Les force répressives rassemblées à Minsk ce soir-là réussirent au final à faire se disperser la manifestation. Mais dans de plus petites villes, les manifestants forcèrent la police à reculer. La réputation des « punisseurs » [3] supposément indestructibles en prit un coup sévère. Cette fuite de la police antiémeute donna un élan à la société bélarusse, élan qui la porta tout au long des mois qui suivirent. Les réseaux sociaux jouèrent un rôle énorme contre le régime aux premiers jours du mouvement : malgré les tentatives gouvernementales pour couper internet, il était facile de trouver des vidéos, photos et témoignages de confrontations desquelles les manifestants sortaient victorieux contre les forces du régime. Dans plusieurs petite villes, les gens célébraient leur victoire contre la dictature après avoir fait fuir la police locale.

A ce moment-là, la décentralisation du mouvement lui avait permis de déborder et de défaire temporairement l’état centralisé. C’est cette décentralisation qui a permis au mouvement de continuer jusqu’à Novembre.

**Consignes:**
D'après le texte de lecture, quels types de contenus était-il facile de trouver sur les réseaux sociaux malgré les tentatives du gouvernement pour couper internet ? Citez-les tous. Basez-vous uniquement sur le texte de lecture.

**Données étudiées:**

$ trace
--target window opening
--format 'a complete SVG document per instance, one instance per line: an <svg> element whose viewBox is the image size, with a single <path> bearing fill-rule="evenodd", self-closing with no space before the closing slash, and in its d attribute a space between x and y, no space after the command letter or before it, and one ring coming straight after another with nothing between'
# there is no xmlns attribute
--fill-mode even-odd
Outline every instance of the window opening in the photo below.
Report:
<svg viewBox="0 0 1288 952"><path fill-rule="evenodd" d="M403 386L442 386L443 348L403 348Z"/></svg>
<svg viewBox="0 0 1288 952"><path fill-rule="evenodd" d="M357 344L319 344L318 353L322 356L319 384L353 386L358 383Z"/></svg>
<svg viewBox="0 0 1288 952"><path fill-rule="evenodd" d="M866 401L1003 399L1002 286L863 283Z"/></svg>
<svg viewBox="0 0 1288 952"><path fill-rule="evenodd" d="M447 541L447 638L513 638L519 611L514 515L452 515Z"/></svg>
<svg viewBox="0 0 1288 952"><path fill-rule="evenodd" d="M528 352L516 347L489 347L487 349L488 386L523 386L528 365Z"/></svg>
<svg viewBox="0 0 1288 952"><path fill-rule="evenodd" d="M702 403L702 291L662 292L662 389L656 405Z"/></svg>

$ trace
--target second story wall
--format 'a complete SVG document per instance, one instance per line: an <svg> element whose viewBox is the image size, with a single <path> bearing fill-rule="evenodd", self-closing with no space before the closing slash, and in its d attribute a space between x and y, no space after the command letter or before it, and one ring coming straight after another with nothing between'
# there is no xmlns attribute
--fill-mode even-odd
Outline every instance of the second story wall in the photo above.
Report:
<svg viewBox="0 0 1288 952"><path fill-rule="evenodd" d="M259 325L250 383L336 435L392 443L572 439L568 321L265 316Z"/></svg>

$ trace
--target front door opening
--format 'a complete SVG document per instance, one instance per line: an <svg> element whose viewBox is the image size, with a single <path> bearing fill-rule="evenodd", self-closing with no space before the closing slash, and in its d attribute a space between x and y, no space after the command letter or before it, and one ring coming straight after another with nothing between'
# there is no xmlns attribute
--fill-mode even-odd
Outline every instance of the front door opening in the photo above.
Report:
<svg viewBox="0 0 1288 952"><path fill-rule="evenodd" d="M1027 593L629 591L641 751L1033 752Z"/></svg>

**Réponse:**
Des vidéos, des photos et des témoignages.